WHAT THIS TASK INVOLVES:
Write the next part of the post about press coverage of Pope Benedict XVI's first Christmas message, starting right after its final sentence.

Greetings from Crawford, Texas, home of my professor brother and, from time to time, of someone named George W. Bush. I wonder if I could get arrested for Christmas caroling out at the ranch tonight? After all, it is still Christmas. But I digress. One of my favorite things to do as a journalism professor is to hand my students the full text of a speech and then ask them to write their own lead and top three or four paragraphs. Then I show them MSM leads and ask them how they think the major reporters selected the topixcs on which they decided to focus.
So here is an example, only we'll take it in reverse.
So here is a look at the top of Los Angeles Times reporter Tracy Wilkinson's story covering the Christmas messages of Pope Benedict XVI.
In his first Christmas message as pope, Benedict XVI called on people across the globe Sunday to open their hearts to Christ as a way to combat poverty, war and the sterility of a world obsessed with technological advance. ...
Addressing an enormous Christmas Day crowd, which filled St. Peter's Square despite the cold and rain, Benedict urged Christian unity as a way to draw upon the "life-giving power of the child of Bethlehem" to create a "new world order" that can rectify ethical and economic injustices.
"A united humanity will be able to confront the many troubling problems of the present time," the pope said, "from the menace of terrorism to the humiliating poverty in which millions of human beings live, from the proliferation of weapons to the pandemics and the environmental destruction which threatens the future of our planet."
Now, I realize that the pope spoke to several different audiences in the crucial Christmas appearances. Click here to see the full text of the Urbi Et Orbi message on which this lead is based. Nevertheless, I still think that it is interesting to contrast the tone of the news story, which is oriented almost totally to issue of public policy around the globe, and the text of Benedict's actual Christmas sermon, as posted by the Holy See at its website.

RECORDED INFORMATION:
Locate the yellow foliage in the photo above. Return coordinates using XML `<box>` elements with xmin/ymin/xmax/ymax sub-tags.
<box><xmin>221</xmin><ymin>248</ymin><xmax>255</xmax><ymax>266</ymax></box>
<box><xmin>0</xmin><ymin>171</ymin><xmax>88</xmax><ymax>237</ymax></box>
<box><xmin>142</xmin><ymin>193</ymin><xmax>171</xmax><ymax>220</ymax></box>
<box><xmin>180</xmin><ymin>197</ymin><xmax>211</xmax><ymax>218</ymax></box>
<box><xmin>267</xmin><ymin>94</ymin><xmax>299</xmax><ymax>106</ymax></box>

RESULT FOR THIS TASK:
Believe me, I understand that popes are hard to quote. Sound bites are hard to come by, when it comes time to covering a papal address or sermon. What, for example, is a mainstream journalist supposed to do with the following -- which is the heart of the actual Christmas sermon and a major link to the messages of the late John Paul II?
Hang on, because this will get quite involved. That's the point.
Wherever God's glory appears, light spreads throughout the world. Saint John tells us that "God is light and in him is no darkness" (1 Jn 1:5). The light is a source of life.
But first, light means knowledge; it means truth, as contrasted with the darkness of falsehood and ignorance. Light gives us life, it shows us the way. But light, as a source of heat, also means love. Where there is love, light shines forth in the world; where there is hatred, the world remains in darkness. In the stable of Bethlehem there appeared the great light which the world awaits. In that Child lying in the stable, God has shown his glory -- the glory of love, which gives itself away, stripping itself of all grandeur in order to guide us along the way of love. The light of Bethlehem has never been extinguished. In every age it has touched men and women, "it has shone around them." Wherever people put their faith in that Child, charity also sprang up -- charity towards others, loving concern for the weak and the suffering, the grace of forgiveness. ... In that Child, God countered the violence of this world with his own goodness. He calls us to follow that Child.
So where is the lead in that sermon? If you are writing for the Los Angeles Times, do you simply HAVE to come up with a more topical, even political, lead? Is that the very definition of news?
Just asking. The pope probably thinks that the sermon was important, too. A few readers might agree with him, even in Los Angeles.